** START **

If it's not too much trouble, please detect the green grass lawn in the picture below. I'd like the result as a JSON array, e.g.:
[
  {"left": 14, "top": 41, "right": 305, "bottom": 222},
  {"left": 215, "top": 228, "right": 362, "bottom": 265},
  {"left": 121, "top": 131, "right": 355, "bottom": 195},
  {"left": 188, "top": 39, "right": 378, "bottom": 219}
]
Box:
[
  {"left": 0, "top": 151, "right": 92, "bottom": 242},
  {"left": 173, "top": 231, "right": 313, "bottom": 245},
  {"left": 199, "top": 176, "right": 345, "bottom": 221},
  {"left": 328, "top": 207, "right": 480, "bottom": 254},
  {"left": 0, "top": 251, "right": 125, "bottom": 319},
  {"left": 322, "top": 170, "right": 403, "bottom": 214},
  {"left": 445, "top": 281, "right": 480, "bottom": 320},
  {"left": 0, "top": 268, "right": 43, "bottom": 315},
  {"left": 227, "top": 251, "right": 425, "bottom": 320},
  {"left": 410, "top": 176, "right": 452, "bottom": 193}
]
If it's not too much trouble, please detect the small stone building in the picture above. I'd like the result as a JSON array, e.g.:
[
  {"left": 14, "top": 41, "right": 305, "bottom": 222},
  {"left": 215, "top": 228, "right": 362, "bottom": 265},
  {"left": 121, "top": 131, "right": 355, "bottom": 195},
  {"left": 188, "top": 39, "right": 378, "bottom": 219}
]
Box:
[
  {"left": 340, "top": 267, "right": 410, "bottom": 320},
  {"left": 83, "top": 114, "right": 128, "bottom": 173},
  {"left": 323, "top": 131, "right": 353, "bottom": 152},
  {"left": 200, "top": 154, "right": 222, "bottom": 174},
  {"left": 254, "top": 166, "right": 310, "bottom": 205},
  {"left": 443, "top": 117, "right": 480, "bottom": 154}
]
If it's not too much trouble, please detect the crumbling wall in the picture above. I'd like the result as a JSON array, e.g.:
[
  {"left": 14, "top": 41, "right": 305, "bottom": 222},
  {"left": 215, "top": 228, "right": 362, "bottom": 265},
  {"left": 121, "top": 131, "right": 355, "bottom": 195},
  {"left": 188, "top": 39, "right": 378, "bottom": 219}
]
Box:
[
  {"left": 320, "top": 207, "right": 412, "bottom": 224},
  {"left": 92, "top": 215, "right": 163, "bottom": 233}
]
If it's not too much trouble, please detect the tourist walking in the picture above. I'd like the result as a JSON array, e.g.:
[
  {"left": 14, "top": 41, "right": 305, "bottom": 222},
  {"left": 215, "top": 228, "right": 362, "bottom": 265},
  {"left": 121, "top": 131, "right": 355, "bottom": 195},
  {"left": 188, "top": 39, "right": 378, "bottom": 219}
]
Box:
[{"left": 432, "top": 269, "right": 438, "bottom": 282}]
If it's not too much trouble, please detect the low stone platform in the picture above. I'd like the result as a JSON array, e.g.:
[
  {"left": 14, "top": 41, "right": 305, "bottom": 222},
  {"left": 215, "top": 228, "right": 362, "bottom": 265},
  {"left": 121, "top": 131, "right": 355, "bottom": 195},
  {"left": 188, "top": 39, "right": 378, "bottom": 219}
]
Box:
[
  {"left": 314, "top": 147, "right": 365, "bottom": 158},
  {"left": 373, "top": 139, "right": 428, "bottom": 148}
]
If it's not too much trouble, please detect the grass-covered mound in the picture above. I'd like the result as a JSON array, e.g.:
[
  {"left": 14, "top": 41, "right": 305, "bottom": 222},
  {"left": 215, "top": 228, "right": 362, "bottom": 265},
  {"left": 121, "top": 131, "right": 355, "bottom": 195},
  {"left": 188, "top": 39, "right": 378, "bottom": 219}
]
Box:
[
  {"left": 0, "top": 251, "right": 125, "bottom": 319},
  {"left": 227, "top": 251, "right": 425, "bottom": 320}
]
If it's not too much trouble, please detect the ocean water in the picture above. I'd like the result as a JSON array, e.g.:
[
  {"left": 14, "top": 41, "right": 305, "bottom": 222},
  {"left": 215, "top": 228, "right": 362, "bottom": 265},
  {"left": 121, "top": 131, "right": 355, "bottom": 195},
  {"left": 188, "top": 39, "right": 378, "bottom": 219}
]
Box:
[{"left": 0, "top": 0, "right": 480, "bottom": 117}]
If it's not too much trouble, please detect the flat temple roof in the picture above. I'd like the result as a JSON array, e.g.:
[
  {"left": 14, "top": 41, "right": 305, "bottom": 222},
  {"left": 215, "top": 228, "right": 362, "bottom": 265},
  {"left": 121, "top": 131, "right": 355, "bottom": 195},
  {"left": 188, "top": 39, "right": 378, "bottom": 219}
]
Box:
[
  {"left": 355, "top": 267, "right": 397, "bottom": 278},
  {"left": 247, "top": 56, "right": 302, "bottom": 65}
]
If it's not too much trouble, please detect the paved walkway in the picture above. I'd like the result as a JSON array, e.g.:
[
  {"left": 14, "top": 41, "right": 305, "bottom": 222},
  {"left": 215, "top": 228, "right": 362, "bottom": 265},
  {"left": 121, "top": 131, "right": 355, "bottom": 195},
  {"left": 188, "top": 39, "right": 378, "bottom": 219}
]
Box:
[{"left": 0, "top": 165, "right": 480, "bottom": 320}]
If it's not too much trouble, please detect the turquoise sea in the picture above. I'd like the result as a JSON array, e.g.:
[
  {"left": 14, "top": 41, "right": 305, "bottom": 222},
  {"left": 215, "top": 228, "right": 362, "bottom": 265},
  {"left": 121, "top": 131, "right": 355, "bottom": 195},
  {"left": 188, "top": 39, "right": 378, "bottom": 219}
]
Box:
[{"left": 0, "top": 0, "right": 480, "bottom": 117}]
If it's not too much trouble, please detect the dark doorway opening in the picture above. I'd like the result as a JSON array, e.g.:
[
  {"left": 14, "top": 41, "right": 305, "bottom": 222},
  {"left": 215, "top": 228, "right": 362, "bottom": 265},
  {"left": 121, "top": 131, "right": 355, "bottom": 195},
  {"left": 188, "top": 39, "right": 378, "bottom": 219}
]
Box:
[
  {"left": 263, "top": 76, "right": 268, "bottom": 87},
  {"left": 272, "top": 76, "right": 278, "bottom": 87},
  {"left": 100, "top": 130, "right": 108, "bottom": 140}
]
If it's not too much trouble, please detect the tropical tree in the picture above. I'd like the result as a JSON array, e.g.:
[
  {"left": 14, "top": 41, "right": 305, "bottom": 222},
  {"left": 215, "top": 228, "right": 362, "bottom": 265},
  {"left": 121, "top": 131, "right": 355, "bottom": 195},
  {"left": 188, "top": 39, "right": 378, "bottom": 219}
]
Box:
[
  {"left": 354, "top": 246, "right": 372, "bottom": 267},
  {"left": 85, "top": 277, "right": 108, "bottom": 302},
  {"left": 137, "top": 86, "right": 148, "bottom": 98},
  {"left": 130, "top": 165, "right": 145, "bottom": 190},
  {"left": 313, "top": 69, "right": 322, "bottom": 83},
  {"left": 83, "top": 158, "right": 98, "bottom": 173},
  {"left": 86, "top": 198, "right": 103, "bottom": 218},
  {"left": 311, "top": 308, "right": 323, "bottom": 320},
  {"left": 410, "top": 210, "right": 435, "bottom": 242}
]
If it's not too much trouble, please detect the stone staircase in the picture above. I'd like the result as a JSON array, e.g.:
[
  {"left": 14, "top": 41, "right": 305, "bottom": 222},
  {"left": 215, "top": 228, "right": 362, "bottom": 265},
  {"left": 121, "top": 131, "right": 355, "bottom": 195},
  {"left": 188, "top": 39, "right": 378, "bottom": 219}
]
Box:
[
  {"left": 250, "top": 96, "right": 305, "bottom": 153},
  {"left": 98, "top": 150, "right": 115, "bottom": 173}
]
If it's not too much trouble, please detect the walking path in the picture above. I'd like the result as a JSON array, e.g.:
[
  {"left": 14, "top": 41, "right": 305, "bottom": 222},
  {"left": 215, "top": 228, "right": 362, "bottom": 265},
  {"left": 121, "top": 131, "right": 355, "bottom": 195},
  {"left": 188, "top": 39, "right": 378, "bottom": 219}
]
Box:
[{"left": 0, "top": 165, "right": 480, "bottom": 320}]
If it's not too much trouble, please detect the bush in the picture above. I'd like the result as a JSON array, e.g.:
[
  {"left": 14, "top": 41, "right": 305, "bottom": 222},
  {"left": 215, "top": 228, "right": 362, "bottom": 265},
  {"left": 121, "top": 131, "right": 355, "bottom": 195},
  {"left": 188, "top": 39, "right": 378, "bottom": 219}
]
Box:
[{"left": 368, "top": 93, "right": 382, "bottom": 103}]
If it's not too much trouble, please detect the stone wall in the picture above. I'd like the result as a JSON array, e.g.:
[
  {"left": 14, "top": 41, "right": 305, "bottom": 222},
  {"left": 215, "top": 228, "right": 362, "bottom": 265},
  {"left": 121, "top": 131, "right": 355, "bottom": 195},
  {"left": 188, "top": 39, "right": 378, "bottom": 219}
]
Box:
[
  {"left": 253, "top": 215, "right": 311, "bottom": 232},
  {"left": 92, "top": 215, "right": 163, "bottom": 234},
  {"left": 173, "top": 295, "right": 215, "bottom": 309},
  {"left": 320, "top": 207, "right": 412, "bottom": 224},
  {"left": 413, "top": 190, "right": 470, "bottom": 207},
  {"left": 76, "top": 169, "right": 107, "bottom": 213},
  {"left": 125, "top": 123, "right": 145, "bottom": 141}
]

** END **

What you should do >> Reproduce the stretch from the line containing "If it's not too much trouble, please detect the walking" through the end of the entries, renaming every "JSON array" to "JSON list" and changing nothing else.

Right answer >>
If it's not too much trouble, please detect the walking path in the picture above. I'd like the result as a JSON list, e.g.:
[
  {"left": 14, "top": 41, "right": 305, "bottom": 222},
  {"left": 215, "top": 228, "right": 362, "bottom": 265},
  {"left": 121, "top": 131, "right": 355, "bottom": 195},
  {"left": 188, "top": 39, "right": 378, "bottom": 219}
]
Box:
[{"left": 0, "top": 165, "right": 480, "bottom": 320}]
If it's not too much trouble, please detect the bush in the picture above. I'd like the result as a JSON list, e.g.:
[
  {"left": 14, "top": 41, "right": 305, "bottom": 222},
  {"left": 215, "top": 228, "right": 362, "bottom": 265},
  {"left": 121, "top": 131, "right": 355, "bottom": 195},
  {"left": 188, "top": 39, "right": 378, "bottom": 219}
]
Box:
[{"left": 368, "top": 93, "right": 382, "bottom": 103}]
If it's not too much trouble, please detect the stone wall in the picture above. I'd like the result as a JSON list, e.g.:
[
  {"left": 14, "top": 41, "right": 305, "bottom": 222},
  {"left": 215, "top": 228, "right": 362, "bottom": 265},
  {"left": 121, "top": 131, "right": 355, "bottom": 195},
  {"left": 188, "top": 39, "right": 378, "bottom": 219}
]
Box:
[
  {"left": 253, "top": 215, "right": 311, "bottom": 232},
  {"left": 92, "top": 215, "right": 163, "bottom": 234},
  {"left": 173, "top": 295, "right": 215, "bottom": 309},
  {"left": 320, "top": 207, "right": 412, "bottom": 224},
  {"left": 413, "top": 190, "right": 470, "bottom": 207},
  {"left": 76, "top": 169, "right": 107, "bottom": 213},
  {"left": 125, "top": 123, "right": 145, "bottom": 141}
]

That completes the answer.